══ Text provided ══

NormShield Blog

Steps to Mitigate What Happened in The Capital One Data Breach

Steps to Mitigate What Happened in The Capital One Data Breach

Capital One Bank announced [1] that on July 19, 2019, they determined an intrusion to their system that has affected approximately 100 million individuals in the United States and approximately 6 million in Canada. The stolen data includes “personal information Capital One routinely collects at the time it receives credit card applications, including names, addresses, zip codes/postal codes, phone numbers, email addresses, dates of birth, and income.” The details show that about 140,000 Social Security numbers and 80,000 linked bank account numbers were part of the stolen data.

A misconfigured firewall on a cloud asset

The incident hit the news quickly with swarming details considering that it is one of the major data breaches of 2019. Researchers found [2] that the suspected hacker behind the incident (an Amazon ex-employee – arrested) exploited a vulnerability of a misconfigured firewall on an Amazon AWS Bucket used by Capital One.

Capital One is one of the banks that use cloud services quite actively. In 2015, it announced that “all new company applications would run in—and all existing applications would be systematically rearchitected for—the cloud”.  They were so successful doing so that Amazon Web Services shows Capital One’s cloud operations as one of their case studies [3].

Misconfigured cloud assets are open invitations to hackers

Many companies use cloud servers to store their data. Despite their great advantage, misconfigured servers may expose sensitive data, a mistake which is an open invitation to hackers to dump and use a company’s data for their malicious activities as we have seen in this incident and this is not the first incident a misconfigured cloud asset caused a significant data breach.

3rd- and 4th-party service providers, such as cloud storage providers, improve their cyber resilience as much as possible. They publish best practices on how to use their cloud services and provide options to keep the data public or private, a feature configured by companies who accommodate cloud servers. Any misconfiguration may expose data to the public and the first ones who notice these exposed data would be hackers and hacktivists. It is no wonder that Security Misconfiguration is #6 in OWASP Top 10.

═══
══ Material shown ══

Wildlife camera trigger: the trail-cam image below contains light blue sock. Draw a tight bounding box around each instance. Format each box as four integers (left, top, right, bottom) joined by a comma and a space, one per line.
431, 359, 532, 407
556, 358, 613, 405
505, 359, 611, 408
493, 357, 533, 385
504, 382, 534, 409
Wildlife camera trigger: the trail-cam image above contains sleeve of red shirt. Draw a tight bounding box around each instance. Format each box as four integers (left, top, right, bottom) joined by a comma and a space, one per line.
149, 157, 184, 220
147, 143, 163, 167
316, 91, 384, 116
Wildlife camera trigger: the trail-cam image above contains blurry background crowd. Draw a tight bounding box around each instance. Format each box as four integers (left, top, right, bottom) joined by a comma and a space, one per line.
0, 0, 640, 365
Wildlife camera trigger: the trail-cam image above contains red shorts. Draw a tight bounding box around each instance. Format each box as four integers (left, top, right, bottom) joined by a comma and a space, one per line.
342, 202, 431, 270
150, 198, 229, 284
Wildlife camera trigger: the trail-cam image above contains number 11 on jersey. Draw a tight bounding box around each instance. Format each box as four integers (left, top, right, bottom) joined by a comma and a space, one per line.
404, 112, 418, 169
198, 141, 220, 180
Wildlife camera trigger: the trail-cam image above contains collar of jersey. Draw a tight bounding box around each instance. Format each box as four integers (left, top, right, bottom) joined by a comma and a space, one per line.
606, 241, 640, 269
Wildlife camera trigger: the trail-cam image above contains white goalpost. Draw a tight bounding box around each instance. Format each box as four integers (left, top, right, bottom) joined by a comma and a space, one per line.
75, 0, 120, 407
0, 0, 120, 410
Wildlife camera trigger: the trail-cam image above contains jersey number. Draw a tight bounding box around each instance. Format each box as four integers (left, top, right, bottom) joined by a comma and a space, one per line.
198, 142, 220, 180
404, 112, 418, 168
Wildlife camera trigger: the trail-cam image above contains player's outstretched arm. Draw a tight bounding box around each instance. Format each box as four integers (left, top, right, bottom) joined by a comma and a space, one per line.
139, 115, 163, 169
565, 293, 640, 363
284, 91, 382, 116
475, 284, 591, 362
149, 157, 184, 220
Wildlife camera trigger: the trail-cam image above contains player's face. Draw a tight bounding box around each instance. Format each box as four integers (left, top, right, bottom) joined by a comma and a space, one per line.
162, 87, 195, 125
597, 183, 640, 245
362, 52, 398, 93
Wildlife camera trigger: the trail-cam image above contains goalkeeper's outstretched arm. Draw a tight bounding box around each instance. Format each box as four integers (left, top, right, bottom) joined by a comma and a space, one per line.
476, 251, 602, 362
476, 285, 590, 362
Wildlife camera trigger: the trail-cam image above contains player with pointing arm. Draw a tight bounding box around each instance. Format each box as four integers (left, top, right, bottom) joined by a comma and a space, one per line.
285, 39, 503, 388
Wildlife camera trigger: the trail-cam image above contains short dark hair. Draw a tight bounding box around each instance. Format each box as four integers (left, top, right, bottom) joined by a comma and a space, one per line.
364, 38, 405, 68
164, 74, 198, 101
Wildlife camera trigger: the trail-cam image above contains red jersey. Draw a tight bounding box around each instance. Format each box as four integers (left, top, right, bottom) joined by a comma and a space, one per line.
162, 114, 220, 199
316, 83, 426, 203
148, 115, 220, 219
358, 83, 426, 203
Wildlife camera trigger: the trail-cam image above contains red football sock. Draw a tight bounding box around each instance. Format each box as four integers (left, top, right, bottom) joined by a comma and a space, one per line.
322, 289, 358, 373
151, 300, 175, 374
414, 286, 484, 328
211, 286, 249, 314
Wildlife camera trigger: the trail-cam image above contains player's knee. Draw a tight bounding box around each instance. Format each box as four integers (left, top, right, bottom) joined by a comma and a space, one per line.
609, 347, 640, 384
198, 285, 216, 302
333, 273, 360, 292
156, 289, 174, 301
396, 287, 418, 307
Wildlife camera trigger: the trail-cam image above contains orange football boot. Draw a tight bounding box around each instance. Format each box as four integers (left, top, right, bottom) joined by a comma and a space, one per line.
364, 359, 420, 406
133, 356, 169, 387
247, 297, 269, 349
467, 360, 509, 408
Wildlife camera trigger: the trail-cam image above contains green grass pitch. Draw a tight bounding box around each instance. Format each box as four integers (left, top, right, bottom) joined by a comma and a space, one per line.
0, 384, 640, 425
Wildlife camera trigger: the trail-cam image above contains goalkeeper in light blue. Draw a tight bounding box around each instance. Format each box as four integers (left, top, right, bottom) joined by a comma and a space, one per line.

═══

## Challenge 1
From the Capital One breach post, reproduce word for word the passage that begins at the words "A misconfigured firewall on a cloud" and stops after the words "case studies [3].".
## Challenge 2
According to the Capital One breach post, how many Social Security numbers were part of the stolen data?

## Correct response 1
A misconfigured firewall on a cloud asset

The incident hit the news quickly with swarming details considering that it is one of the major data breaches of 2019. Researchers found [2] that the suspected hacker behind the incident (an Amazon ex-employee – arrested) exploited a vulnerability of a misconfigured firewall on an Amazon AWS Bucket used by Capital One.

Capital One is one of the banks that use cloud services quite actively. In 2015, it announced that “all new company applications would run in—and all existing applications would be systematically rearchitected for—the cloud”.  They were so successful doing so that Amazon Web Services shows Capital One’s cloud operations as one of their case studies [3].

## Correct response 2
About 140,000